Advanced Cluster Configuration

Advanced cluster configurations can be used to tailor your Run:ai cluster deployment to meet specific operational requirements and optimize resource management. By fine-tuning these settings, you can enhance functionality, ensure compatibility with organizational policies, and achieve better control over your cluster environment. This article provides guidance on implementing and managing these configurations to adapt the Run:ai cluster to your unique needs.

After the Run:ai cluster is installed, you can adjust various settings to better align with your organization's operational needs and security requirements.

Edit cluster configurations¶

Advanced cluster configurations are managed through the runaiconfig Kubernetes Custom Resource. To modify the cluster configurations, use the following command:

kubectl edit runaiconfig runai -n runai

Configurations¶

The following configurations allow you to enable or disable features, control permissions, and customize the behavior of your Run:ai cluster:

Key	Description	Default
spec.project-controller.createNamespaces (boolean)	Allows Kubernetes namespace creation for new projects	true
spec.mps-server.enabled (boolean)	Enabled when using NVIDIA MPS	false
spec.global.subdomainSupport (boolean)	Allows the creation of subdomains for ingress endpoints, enabling access to workloads via unique subdomains on the Fully Qualified Domain Name (FQDN). For details, see External Access to Container	false
spec.runai-container-toolkit.enabled (boolean)	Allows workloads to use GPU fractions	true
spec.prometheus.spec.retention (string)	Defines how long Prometheus retains Run:ai metrics locally, which is useful in case of potential connectivity issues. For more information, see Prometheus Storage	2h
spec.prometheus.spec.retentionSize (string)	Allocates storage space for Run:ai metrics in Prometheus, which is useful in case of potential connectivity issues. For more information, see Prometheus Storage	""

------------------------

> **LIST OF TASKS**:
1 – Answer these questions about the Run:ai cluster configuration text:
(a) Which Kubernetes Custom Resource manages advanced cluster configurations?
(b) What command does the text give for modifying the cluster configurations?
(c) What is the default value of spec.prometheus.spec.retention?
2 – Carry on the Run:ai cluster configuration text from its last line.

> **GIVEN MATERIAL**:

------------------------

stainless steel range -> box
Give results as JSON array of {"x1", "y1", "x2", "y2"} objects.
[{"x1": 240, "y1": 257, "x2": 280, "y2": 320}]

------------------------

> **IN RESPONSE**:
1 –
(a) The runaiconfig Kubernetes Custom Resource.
(b) kubectl edit runaiconfig runai -n runai
(c) 2h

2 –
spec.prometheus.logLevel (string)	Sets the Prometheus log levelPossible values: [debug, info, warn, error]	“info"
spec.prometheus.additionalAlertLabels (object)	Sets additional custom labels for the built-in alerts Example: `{“env”: “prod”}`	`{}`
spec.global.schedulingServices (object)	Defines resource constraints uniformly for the entire set of Run:ai scheduling services. For more information, see Resource requests and limits of Pod and container	`{resources: {}}`
spec.global.syncServices (object)	Defines resource constraints uniformly for the entire set of Run:ai sync services. For more information, see Resource requests and limits of Pod and container	`{resources: {}}`
spec.global.workloadServices (object)	Defines resource constraints uniformly for the entire set of Run:ai workload services. For more information, see Resource requests and limits of Pod and container	`{resources: {}}`
spec.global.nodeAffinity.restrictScheduling (boolean)	Enables setting node roles and restricting workload scheduling to designated nodes	false
spec.global.affinity (object)	Sets the system nodes where Run:ai system-level services are scheduled. Using global.affinity will overwrite the node roles set using the Administrator CLI (runai-adm).	Prefer to schedule on nodes that are labeled with `node-role.kubernetes.io/runai-system`
spec.global.tolerations (object)	Configure Kubernetes tolerations for Run:ai system-level services.
spec.daemonSetsTolerations (object)	Configure Kubernetes tolerations for Run:ai daemonSets / engine.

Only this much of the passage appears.